PASSAGE:
* * * * * * * * *

I'd like to read more of his work sometime though.
my only experience with critchley before this text was his 2013 book "stay illusion: the hamlet doctrine". i liked it --it was provocative, contemporary, and effective. maybe a bit too much psychoanalysis, but i liked how critchley was able to encapsulate his ideas. he has a clarity and grace uncharacteristic of academic philosophy. "infinitely demanding" is intellectually provocative, urgently contemporary, and logically effective. critchley integrates so many disparate thinkers into his response to the problem of nihilism, in a smart and reasoned way. this is an accessibly modern-day manifesto on what it means to be an ethical subject in this postindustrial world and our need for an anarchist meta-ethics.
En este libro Simon Critchley presenta su interpretación del horizonte ético dentro de la política contemporánea, presenta su visión del nihilismo pasivo y activo y como ambos se encuentran presentes en el panorama político.
Explora las ideas de Nietzsche, Levinas, Badiou, Marcuse, Habermas, Mouffe y Marx haciendo una fuerte critica al neo-liberalismo con algunos casos interesantes como el de México en el gobierno de Carlos Salinas, el de Australia en los años setenta y en Estados Unidos durante el gobierno de George W. Bush.

* * * * * * * * *

Source data:
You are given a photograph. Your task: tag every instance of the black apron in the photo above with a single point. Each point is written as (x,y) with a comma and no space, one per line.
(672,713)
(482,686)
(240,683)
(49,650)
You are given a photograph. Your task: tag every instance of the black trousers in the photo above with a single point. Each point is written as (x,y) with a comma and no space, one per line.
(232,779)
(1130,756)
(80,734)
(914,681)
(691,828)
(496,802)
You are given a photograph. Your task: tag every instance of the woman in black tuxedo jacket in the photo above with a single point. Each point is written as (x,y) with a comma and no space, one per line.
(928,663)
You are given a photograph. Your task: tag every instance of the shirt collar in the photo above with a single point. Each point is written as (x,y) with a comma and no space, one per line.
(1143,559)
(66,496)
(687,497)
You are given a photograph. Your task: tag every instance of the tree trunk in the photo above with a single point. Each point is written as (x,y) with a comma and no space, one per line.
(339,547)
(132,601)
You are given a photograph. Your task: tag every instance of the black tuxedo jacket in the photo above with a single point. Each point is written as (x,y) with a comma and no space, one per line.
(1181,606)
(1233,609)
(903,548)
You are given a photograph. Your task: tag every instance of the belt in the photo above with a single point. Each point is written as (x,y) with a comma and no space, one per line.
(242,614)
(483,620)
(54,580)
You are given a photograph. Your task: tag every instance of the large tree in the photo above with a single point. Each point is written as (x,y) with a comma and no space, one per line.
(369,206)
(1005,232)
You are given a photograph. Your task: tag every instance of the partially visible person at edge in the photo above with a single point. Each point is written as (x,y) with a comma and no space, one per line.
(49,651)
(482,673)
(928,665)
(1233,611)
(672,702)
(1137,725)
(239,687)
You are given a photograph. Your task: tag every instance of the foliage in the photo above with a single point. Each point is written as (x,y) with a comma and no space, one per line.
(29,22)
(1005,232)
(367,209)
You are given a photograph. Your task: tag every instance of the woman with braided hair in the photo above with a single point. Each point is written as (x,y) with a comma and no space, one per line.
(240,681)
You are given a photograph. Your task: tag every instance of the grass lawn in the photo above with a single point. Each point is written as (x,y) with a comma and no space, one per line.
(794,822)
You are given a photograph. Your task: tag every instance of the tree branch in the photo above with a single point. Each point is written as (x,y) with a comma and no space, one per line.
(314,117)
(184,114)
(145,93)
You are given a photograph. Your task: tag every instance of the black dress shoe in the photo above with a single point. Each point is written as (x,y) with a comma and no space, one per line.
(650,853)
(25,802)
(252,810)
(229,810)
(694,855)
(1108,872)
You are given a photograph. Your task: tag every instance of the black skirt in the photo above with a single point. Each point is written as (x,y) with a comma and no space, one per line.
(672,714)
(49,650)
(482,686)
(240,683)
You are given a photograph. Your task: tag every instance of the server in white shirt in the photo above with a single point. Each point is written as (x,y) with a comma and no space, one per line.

* * * * * * * * *

COMPLETE THE FOLLOWING:
1. Rewrite the paragraph of the Critchley reviews that begins "my only experience with critchley" as a short list that keeps its main facts.
2. Extend the Critchley reviews past their last sentence.

RESPONSES IN ORDER:
1.
- The reviewer's only earlier Critchley book was his 2013 "stay illusion: the hamlet doctrine."
- They liked it as provocative, contemporary and effective, though it had perhaps too much psychoanalysis.
- Critchley writes with a clarity and grace unusual in academic philosophy.
- "infinitely demanding" is intellectually provocative, urgently contemporary and logically effective.
- It draws many different thinkers into a smart, reasoned response to nihilism.
- It is an accessible modern manifesto on being an ethical subject in a postindustrial world and on the need for an anarchist meta-ethics.

2.
I don't generally seek philosophy for reading, but I read this for my conflict management class and LOVED it. Critchley offers a timely discussion of the future of the state and political organization, urging a shift from the tragic hero frame to a comic frame. Sounds goofy, but his treatise explaining humor's function, constructs and value are spot on. If you want to really consider the future of change, this book is a great thought generator.
Critchley is known for his critical appropriation of Emmanuel Levinas's philosophy. Critchley articulates and defends a kind of levinasian anarchism in Infinitely Demanding. Those more familiar with analytic moral theory should approach Critchley's views as offering an ethics of self-formation based on the encounter with "the Other." It's about cultivating a particular ethical attitude or form of life.
Interesting, but not without its problems. E.g. See one of Badiou's criticisms (‘poison in the flower’) that suggests Critchley's ‘dividual’ (a divided subject) is founded on ‘the good’, that ‘the good’ is somehow an ontological prerequisite for Critchley's demand.
I was with this book until the final section on anarchic action. Critchley didn't make clear how individuals coming together for group action differs from the development of party-based liberal democracy. Anarchic utopianism often forgets that people argue frequently, sometimes violently. Aside from that grumble I enjoyed this book deeply.
Love this guy. Deftly handles a string of complicated theory to formulate an insightful perspective on ethics in modern societies. If you are a Shakespeare nerd and you like thinking about morality and money, check out his essay "Universal Shylockery: Money and Morality in the Merchant of Venice." I believe it was co-authorered with Tom McCarthy.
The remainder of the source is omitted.